* CHALLENGE 1 *
In the forum thread on p values and Bayesian methods, what kind of random variable is used to express prior beliefs about the coin?

* SELECTED PASSAGE *
BEGIN
If you are familiar with probability notation, a p value gives you P(D|H) which in words is the probability of the data given your hypothesis.

What you are asking about is the opposite. P(H|D) is the probability of the hypothesis given the data. You would need Bayesian methods for that.
 
  • #17
Oopsa, I wrote "NOT useless" but I meant useless for the purposes tested. What's the Bayesian approach to the magnetic coin?
 
  • #18
Jonathan212 said:
What's the Bayesian approach to the magnetic coin?
Here is a good tutorial on the topic.

https://www.quantstart.com/articles...a-Binomial-Proportion-The-Analytical-Approach
One important concept in Bayesian statistics is the idea of a prior probability. It is a mathematical expression of your beliefs before looking at the data. So, in this case, do we go in assuming that this coin is probably like most coins or do we come in suspicious that this coin may not be typical?

Whatever our prior beliefs are, we express it as a beta distributed random variable, ##Beta(\alpha,\beta)##. Then, after we do the experiment we update our posterior beliefs as ##Beta(\alpha+n,\beta+m)## where n is the number of heads and m is the number of tails.
 
  • #19
If we have no beliefs, no assumptions like "the coin is magnetic" or "it is biased to produce heads 65% of the time", is the bayesian approach hopeless?
 
Last edited:
  • #20
Jonathan212 said:
If we have no beliefs, no assumptions like "the coin is magnetic" or "it is biased to produce heads 65% of the time", is the bayesian approach hopeless?

You could start with the belief that the lottery is a fraud and test that hypothesis. Then you would have to describe the data that would support your hypothesis and test for that. What data would indicate a fraud?

1) Your first claim is that the organisers are paying the winnings to themselves.

There would be no data as such to support this. Instead, you would need to investigate the list of winners and "follow the money" as they say. I suggest you pass any information you have on this to the police in your country.

2) Your second claim is that the organisers are controlling the weeks on which a win takes place. a) that wins are rare on the first week of a cycle; b) that wins are too frequent on the second week of a cycle; c) that wins are too frequent on the third week of a cycle.

This should be easy to test if you have access to the number of tickets bought every week. All you really need to look at is how often a win takes place each week of a cycle and whether this is consistent with the number of tickets bought on those weeks.
END
* RECORDED DATA *
BEGIN
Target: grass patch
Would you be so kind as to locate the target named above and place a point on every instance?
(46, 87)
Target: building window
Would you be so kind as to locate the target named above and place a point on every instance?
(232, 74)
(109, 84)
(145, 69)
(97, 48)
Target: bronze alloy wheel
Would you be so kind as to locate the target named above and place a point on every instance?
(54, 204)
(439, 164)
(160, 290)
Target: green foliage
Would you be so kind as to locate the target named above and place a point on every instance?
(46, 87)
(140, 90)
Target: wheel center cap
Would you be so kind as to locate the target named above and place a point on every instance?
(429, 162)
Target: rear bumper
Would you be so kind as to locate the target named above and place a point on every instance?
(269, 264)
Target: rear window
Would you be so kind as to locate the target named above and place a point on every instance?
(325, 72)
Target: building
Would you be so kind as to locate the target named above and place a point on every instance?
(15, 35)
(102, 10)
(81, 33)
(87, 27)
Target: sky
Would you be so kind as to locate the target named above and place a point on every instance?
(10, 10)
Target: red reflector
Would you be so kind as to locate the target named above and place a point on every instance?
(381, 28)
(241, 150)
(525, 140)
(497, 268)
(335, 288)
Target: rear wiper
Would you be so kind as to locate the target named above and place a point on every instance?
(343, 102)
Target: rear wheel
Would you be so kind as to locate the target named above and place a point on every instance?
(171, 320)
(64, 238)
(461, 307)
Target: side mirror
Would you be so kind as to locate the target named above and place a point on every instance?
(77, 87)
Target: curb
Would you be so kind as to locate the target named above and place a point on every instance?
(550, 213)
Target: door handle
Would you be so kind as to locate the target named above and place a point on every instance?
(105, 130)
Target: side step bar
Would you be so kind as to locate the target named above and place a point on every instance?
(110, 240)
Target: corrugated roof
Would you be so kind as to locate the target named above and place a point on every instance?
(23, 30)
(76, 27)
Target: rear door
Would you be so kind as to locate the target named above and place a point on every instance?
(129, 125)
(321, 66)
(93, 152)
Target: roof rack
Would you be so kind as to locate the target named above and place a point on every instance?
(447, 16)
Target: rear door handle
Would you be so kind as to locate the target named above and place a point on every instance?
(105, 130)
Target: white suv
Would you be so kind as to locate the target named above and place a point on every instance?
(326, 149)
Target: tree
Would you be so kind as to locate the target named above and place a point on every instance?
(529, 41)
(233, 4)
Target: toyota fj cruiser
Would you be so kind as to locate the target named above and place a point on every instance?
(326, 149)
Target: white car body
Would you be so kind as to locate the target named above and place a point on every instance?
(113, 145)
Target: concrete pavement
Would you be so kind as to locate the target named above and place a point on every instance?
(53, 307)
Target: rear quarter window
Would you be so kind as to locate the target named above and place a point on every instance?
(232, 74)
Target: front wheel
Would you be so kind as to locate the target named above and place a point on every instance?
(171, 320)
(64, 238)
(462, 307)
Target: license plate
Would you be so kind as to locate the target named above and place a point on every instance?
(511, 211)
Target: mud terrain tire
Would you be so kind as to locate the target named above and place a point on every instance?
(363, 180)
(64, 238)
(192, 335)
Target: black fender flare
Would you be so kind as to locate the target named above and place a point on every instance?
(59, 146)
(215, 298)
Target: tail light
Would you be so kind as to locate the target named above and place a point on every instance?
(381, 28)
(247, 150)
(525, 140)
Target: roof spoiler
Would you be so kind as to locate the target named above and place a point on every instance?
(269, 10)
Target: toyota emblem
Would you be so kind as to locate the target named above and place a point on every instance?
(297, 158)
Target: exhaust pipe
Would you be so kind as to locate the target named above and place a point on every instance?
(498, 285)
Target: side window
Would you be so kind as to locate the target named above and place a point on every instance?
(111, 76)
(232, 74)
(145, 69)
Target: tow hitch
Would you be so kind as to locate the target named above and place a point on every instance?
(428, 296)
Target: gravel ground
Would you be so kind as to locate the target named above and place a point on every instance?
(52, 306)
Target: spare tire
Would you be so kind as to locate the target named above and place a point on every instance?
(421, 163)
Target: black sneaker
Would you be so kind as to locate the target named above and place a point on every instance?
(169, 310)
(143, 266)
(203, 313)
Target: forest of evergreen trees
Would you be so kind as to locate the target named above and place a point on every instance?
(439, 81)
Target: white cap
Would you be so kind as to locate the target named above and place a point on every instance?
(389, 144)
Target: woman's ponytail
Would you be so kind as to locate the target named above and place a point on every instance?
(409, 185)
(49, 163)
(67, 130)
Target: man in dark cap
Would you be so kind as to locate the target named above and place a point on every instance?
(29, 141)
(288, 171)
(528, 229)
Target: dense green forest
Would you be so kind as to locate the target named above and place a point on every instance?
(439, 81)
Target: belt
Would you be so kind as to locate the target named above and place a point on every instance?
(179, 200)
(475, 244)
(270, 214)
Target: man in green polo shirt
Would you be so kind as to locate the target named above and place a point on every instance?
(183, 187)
END
* CHALLENGE 2 *
Pick out every line of the listing that contains the word "black". Case counts.

* CORRECT ANSWER 1 *
A beta-distributed random variable.

* CORRECT ANSWER 2 *
Target: black fender flare
Target: black sneaker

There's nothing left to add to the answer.